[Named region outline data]
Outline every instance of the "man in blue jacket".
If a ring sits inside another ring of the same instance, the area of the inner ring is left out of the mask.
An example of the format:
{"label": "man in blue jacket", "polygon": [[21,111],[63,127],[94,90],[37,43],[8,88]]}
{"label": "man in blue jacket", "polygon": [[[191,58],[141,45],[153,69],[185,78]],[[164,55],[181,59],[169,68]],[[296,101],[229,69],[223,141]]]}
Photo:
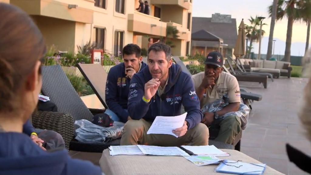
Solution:
{"label": "man in blue jacket", "polygon": [[110,69],[106,85],[106,102],[109,109],[105,113],[114,121],[125,123],[130,119],[128,96],[130,81],[134,75],[146,66],[142,62],[142,50],[136,44],[126,45],[122,50],[124,62]]}
{"label": "man in blue jacket", "polygon": [[[191,77],[179,65],[172,64],[170,48],[167,45],[153,45],[148,53],[148,66],[131,81],[128,110],[133,120],[124,125],[121,145],[207,145],[208,130],[200,123],[203,114]],[[178,137],[146,134],[156,116],[180,115],[182,105],[188,114],[183,126],[173,131]]]}

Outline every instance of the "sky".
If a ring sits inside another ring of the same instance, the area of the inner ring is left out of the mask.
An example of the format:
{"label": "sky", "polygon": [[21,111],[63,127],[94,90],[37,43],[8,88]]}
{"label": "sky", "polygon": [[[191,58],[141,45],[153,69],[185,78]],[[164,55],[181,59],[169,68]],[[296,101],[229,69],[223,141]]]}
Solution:
{"label": "sky", "polygon": [[[237,27],[242,19],[244,19],[245,24],[250,24],[248,20],[251,16],[266,17],[263,21],[263,23],[267,25],[262,26],[262,30],[266,33],[262,41],[261,52],[262,54],[267,53],[271,22],[268,7],[272,4],[273,0],[193,0],[193,17],[211,17],[212,14],[215,13],[231,15],[232,18],[236,19]],[[274,39],[276,40],[275,50],[276,54],[279,53],[281,54],[284,54],[287,23],[286,17],[281,21],[277,21],[276,23],[273,33]],[[307,36],[306,23],[303,22],[295,22],[293,25],[292,35],[291,54],[303,55]],[[255,44],[254,46],[253,51],[255,53],[258,52],[258,45]]]}

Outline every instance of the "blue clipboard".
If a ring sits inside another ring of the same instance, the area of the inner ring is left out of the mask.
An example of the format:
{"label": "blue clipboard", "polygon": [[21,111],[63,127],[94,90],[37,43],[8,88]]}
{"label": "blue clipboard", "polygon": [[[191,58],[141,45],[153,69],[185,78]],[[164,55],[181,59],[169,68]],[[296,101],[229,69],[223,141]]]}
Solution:
{"label": "blue clipboard", "polygon": [[260,175],[263,173],[266,167],[266,164],[264,164],[249,163],[225,160],[215,168],[215,172],[242,175]]}

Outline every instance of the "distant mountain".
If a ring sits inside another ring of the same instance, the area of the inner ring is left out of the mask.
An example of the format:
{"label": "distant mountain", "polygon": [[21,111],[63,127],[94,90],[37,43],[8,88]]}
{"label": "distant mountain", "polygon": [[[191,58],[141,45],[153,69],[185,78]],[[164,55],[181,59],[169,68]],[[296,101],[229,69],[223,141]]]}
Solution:
{"label": "distant mountain", "polygon": [[[278,38],[274,38],[276,40],[275,41],[275,47],[274,50],[275,55],[284,55],[285,51],[286,42]],[[261,41],[261,53],[267,54],[268,49],[268,43],[269,41],[269,37],[264,37]],[[258,53],[258,48],[259,43],[255,43],[253,44],[252,51],[256,54]],[[248,44],[249,41],[248,41]],[[305,47],[305,43],[297,42],[292,43],[290,49],[290,54],[292,56],[301,56],[304,54],[304,48]],[[272,54],[273,54],[273,47],[272,48]]]}

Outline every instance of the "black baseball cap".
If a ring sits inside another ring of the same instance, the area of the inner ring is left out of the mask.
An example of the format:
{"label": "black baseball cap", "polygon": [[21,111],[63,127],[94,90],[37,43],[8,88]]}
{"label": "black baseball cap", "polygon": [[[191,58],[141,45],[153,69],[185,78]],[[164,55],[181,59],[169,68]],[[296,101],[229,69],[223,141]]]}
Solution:
{"label": "black baseball cap", "polygon": [[219,52],[213,51],[210,52],[207,55],[204,64],[213,64],[219,67],[222,67],[224,65],[224,58]]}
{"label": "black baseball cap", "polygon": [[92,120],[92,122],[94,124],[103,127],[111,126],[114,121],[110,116],[104,113],[96,114]]}

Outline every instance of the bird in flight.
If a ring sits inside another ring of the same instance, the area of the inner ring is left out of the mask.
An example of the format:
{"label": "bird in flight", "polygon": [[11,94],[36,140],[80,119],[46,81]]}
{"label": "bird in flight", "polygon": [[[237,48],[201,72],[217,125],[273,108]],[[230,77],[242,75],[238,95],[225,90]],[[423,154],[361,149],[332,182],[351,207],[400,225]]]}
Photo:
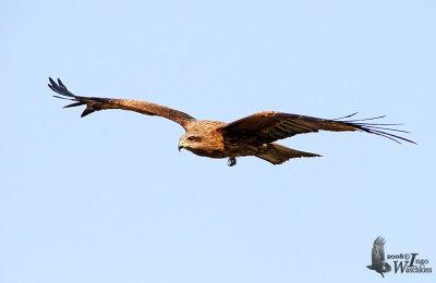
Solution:
{"label": "bird in flight", "polygon": [[388,262],[385,262],[385,244],[386,241],[380,236],[374,241],[373,250],[371,253],[372,264],[366,266],[368,269],[380,273],[383,278],[385,278],[383,273],[389,272],[392,269]]}
{"label": "bird in flight", "polygon": [[298,134],[318,131],[360,131],[387,137],[399,144],[401,144],[401,140],[415,144],[413,140],[392,134],[392,132],[408,132],[386,127],[396,124],[367,123],[370,120],[384,116],[347,121],[344,119],[349,119],[355,113],[340,119],[327,120],[277,111],[262,111],[231,123],[223,123],[196,120],[182,111],[146,101],[75,96],[66,89],[60,79],[56,83],[50,77],[49,81],[48,86],[59,95],[55,95],[55,97],[74,101],[64,108],[86,106],[82,116],[99,110],[122,109],[172,120],[185,130],[185,134],[179,140],[179,151],[186,149],[202,157],[228,158],[228,165],[230,167],[237,164],[237,157],[246,156],[255,156],[272,164],[281,164],[291,158],[319,157],[316,153],[295,150],[274,143]]}

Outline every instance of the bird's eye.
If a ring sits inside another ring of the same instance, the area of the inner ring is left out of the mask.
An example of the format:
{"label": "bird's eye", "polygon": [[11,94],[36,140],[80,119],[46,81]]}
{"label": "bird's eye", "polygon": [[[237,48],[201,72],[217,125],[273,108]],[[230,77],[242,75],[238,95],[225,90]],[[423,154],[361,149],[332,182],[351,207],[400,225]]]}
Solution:
{"label": "bird's eye", "polygon": [[197,140],[199,140],[201,138],[197,137],[197,136],[189,136],[186,139],[190,140],[190,142],[197,142]]}

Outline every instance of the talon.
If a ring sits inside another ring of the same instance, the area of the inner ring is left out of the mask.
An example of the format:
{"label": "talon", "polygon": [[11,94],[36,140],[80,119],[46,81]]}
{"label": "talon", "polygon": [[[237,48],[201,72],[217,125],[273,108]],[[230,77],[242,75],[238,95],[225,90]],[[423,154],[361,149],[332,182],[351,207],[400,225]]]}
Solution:
{"label": "talon", "polygon": [[227,161],[227,164],[229,167],[234,167],[237,164],[237,158],[235,157],[229,158],[229,160]]}

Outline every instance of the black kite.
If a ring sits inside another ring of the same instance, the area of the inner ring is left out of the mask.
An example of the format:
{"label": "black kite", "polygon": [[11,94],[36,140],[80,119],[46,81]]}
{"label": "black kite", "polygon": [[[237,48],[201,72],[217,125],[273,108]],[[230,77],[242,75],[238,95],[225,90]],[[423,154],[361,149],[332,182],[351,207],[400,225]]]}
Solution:
{"label": "black kite", "polygon": [[400,143],[399,140],[414,143],[387,132],[407,133],[405,131],[383,127],[392,124],[364,122],[383,116],[344,121],[343,119],[350,118],[353,114],[340,119],[327,120],[276,111],[263,111],[231,123],[208,120],[198,121],[179,110],[146,101],[75,96],[66,89],[60,79],[58,79],[59,84],[51,78],[49,79],[51,85],[49,84],[48,86],[55,93],[61,95],[55,97],[75,101],[65,108],[86,106],[82,116],[99,110],[122,109],[172,120],[186,131],[180,137],[179,150],[184,148],[197,156],[229,158],[228,164],[230,167],[237,164],[237,157],[245,156],[255,156],[272,164],[281,164],[291,158],[319,157],[316,153],[299,151],[274,143],[296,134],[315,133],[318,131],[361,131],[390,138],[397,143]]}

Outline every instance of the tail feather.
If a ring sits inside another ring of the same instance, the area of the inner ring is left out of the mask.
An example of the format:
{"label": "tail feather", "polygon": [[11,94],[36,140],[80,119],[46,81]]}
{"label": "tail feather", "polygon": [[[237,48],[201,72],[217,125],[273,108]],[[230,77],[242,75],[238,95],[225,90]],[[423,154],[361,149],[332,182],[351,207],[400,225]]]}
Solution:
{"label": "tail feather", "polygon": [[316,153],[295,150],[276,143],[271,143],[268,144],[268,147],[264,149],[261,153],[256,155],[256,157],[262,158],[272,164],[281,164],[291,158],[320,156]]}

- **Work to be completed**
Copy out again, unchanged, the part of the data that opens with the line containing "Outline every instance of the tail feather." and runs through the end of the data.

- **Solution**
Outline every instance of the tail feather.
If a ring sits inside another ring of the same instance, the area of the inner ring is left out of the mask.
An example of the format:
{"label": "tail feather", "polygon": [[11,94],[36,140],[80,119],[46,81]]}
{"label": "tail feather", "polygon": [[[237,48],[201,72],[217,125],[273,108]],[[230,77],[242,75],[238,95],[225,90]],[[423,154],[361,149],[332,182],[351,207],[400,225]]]}
Solution:
{"label": "tail feather", "polygon": [[316,153],[295,150],[276,143],[271,143],[268,144],[268,147],[264,149],[261,153],[256,155],[256,157],[262,158],[272,164],[281,164],[291,158],[320,156]]}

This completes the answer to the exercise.